Exercise passage.
My dad is a wildly successful business owner with a tech recruitment agency with operations in New York City and San Francisco, and a net worth in the tens of millions.
We live in a bungalow in Bukit Timah. He always told me and my older brother that we should never aim to be corporate slaves because if one were to commit to working hard for anyone, it should only be for ourselves.
I have been told this multiple times for nearly 30 years of my life. He is also of the opinion that people who strive to do very well in school and for their company, will rarely create life-changing wealth, because they are too socialized to doing well for others.
I have done well in school.
I went to the best IP school and I graduated FCH from law school. Near the top of my cohort. I then got a masters from Cambridge, where I was also near the top of my cohort.
Now that I’ve gotten a big four law job, I feel that my life is comfortable, I make good money, my bosses love me, and I feel no incentive to make it on my own. I was even told in passing that if I keep up my work I could make partner one day.
On the other hand, my older brother is a bioengineer, didn’t do that well for A-levels, graduated from the University of Michigan and then UC Davis, quit his pharma job to start an agricultural technology company in California with four of his friends from college that recently fundraised at an 8-figure valuation.
Recently there was even an acquisition attempt that was rejected. Needless to say, my dad has started to overwhelmingly favour him over me. He went to the same IP school as I did he was just very lazy about schoolwork.

Required actions.
1. In the passage about the two siblings' careers, take the part that opens with the words containing "I went to the" and closes with "an 8-figure valuation.", and write it out again, substituting "Oxford" for "Cambridge".
2. Proceed with the passage about the two siblings' careers, writing on from its final sentence.
The records are drawn from a different source than the passage about the two siblings' careers.

Data under study.
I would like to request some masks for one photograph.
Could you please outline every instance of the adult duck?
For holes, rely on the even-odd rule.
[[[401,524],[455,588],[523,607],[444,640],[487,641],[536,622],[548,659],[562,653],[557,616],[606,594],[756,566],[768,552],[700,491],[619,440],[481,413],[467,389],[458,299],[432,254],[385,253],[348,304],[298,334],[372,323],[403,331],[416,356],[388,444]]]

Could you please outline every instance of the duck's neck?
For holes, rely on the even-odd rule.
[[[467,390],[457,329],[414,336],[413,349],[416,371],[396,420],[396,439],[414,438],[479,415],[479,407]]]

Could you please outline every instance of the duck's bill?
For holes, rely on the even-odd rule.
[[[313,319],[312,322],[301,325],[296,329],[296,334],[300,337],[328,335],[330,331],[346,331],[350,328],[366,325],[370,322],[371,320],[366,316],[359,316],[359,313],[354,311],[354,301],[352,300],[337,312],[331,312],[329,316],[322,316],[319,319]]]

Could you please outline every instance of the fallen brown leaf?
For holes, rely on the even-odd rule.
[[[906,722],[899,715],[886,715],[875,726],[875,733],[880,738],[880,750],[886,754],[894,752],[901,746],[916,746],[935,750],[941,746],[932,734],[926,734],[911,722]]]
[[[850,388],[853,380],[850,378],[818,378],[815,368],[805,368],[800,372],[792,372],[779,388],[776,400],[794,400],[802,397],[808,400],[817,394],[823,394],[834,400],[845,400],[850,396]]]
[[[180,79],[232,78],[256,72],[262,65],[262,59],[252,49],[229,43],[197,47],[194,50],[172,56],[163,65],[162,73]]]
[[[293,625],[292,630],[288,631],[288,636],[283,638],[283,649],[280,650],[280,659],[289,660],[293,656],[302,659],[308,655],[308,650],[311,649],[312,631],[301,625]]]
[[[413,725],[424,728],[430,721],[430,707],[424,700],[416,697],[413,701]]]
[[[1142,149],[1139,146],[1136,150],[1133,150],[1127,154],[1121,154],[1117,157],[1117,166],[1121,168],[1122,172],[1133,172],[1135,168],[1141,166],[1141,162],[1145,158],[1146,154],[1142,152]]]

Answer section.
1.
I went to the best IP school and I graduated FCH from law school. Near the top of my cohort. I then got a masters from Oxford, where I was also near the top of my cohort.
Now that I’ve gotten a big four law job, I feel that my life is comfortable, I make good money, my bosses love me, and I feel no incentive to make it on my own. I was even told in passing that if I keep up my work I could make partner one day.
On the other hand, my older brother is a bioengineer, didn’t do that well for A-levels, graduated from the University of Michigan and then UC Davis, quit his pharma job to start an agricultural technology company in California with four of his friends from college that recently fundraised at an 8-figure valuation.

2.
I have a weird upbringing in that I used to bring home great grades from school and my dad was never impressed. My brother is a tinkerer and he built a PC at the age of 14 and back then my dad couldn’t stop bragging to relatives about it. At 16 he wrote a password manager on iOS that made a few thousand dollars in its first year and I literally have not seen my dad so proud about anything that I’ve ever done before. Not even when I was in the Humanities Programme and ranked 3rd on a literature block test in my JC cohort of 1000 people.
One thing he has never done is gave me explicit instructions to do anything.
He has always believed in giving us a lot of freedom to try things and to fail. What affects me deeply is his unwillingness to show any regard towards those who are not inclined to challenge conventional life goals. I once overheard a conversation between him and my mom in the bedroom after he showed absolutely no reaction when I ranked first in my sec 2 class.
He told my mom, “all he did was work very hard studying to do well on an exam, what’s so special about that?” That hurt me deeply. He has this deep distaste for what he believes to be a “typical Singaporean philosophy”—do well in school, get a good job, promote, make some money, retire. Which I frankly don’t know where he got it from since he also went to Raffles College, and he also has a degree from Cambridge.
I respect him greatly and I just wish to get some approval from him. I’m just not an enterprising person by nature. I find it odd that someone would look down on people who do well academically and aim to do well at their jobs. If my brother’s startup hadn’t been an immediate success he would have been working for no pay and no reward for 5 years.
The amount of money I saved in the past 3 years alone gets me 80% of the way to making a downpayment on my first apartment. There was no risk involved. If I keep being on this trajectory I’d have more money than I know what to do with anyway. I honestly don’t need anymore than $5 million to retire comfortably.
I don’t hate my brother. I’m incredibly proud of him even though I used to not be able to stand it when his exam was literally 24 hours away and he’d be twiddling his pen in the living room watching anime. It always seemed to me that he was squandering his talent since I know him to be very intelligent.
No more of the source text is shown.